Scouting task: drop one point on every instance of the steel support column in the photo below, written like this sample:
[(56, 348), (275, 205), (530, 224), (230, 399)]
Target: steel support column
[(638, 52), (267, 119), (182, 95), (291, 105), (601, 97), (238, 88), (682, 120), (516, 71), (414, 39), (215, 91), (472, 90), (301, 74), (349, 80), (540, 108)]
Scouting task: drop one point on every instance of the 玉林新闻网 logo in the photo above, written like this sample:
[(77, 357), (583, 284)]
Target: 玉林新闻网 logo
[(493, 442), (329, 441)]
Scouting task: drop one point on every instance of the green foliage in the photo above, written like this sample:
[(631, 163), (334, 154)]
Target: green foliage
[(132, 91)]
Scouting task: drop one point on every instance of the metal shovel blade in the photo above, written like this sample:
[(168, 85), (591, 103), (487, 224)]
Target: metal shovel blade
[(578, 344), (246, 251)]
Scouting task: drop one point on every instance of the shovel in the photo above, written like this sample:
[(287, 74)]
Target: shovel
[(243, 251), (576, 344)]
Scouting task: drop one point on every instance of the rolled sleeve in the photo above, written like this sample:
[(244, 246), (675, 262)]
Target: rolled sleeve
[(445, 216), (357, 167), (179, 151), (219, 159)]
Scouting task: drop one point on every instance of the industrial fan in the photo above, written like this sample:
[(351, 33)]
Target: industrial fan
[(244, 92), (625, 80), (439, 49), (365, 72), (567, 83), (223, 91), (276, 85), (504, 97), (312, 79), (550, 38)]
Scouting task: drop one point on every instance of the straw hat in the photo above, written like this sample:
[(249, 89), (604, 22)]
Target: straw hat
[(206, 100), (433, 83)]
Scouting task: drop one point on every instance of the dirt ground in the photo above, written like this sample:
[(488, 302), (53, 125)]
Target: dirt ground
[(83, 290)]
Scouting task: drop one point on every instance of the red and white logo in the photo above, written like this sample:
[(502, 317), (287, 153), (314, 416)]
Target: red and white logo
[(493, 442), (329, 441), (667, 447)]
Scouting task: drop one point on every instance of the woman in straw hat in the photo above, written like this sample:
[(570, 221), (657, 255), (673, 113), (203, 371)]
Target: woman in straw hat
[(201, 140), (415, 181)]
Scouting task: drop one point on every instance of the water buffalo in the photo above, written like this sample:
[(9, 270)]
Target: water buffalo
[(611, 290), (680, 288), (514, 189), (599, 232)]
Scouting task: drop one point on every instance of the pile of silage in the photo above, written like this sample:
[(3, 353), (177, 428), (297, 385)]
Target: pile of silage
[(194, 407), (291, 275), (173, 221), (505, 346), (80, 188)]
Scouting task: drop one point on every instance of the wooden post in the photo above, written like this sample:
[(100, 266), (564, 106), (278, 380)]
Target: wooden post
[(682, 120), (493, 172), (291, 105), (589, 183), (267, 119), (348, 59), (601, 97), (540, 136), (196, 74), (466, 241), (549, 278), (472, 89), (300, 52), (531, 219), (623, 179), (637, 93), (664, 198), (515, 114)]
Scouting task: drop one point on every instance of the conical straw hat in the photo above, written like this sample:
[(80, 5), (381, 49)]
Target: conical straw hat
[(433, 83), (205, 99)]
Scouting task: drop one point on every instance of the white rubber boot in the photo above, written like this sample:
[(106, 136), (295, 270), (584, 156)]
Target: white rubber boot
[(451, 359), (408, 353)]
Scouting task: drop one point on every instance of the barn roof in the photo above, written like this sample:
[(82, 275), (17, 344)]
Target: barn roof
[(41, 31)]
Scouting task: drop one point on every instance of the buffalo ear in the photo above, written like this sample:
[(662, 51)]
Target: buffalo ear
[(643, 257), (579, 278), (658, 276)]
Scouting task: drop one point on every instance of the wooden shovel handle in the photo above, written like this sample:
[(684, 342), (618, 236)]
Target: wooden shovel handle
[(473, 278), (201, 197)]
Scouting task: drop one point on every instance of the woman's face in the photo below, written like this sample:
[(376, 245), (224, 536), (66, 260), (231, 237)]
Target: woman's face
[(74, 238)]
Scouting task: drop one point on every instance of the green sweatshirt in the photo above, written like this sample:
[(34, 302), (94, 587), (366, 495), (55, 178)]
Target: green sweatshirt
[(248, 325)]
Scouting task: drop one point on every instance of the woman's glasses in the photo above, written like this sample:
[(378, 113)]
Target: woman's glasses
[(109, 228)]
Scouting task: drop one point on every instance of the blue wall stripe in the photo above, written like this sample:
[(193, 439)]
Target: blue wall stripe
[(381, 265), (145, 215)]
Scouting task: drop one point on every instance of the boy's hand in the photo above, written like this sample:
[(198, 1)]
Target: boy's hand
────────────────
# TASK DESCRIPTION
Reproduce the stretch of the listing from its start through the line containing "Target: steel support column", switching "steel" to "concrete" and leaving everything else unchanged.

# PROBLEM SOLUTION
Scouting task: drop one point on every instance of the concrete support column in the photo below, written like this sample:
[(56, 348), (275, 205), (530, 224), (230, 399)]
Target: concrete support column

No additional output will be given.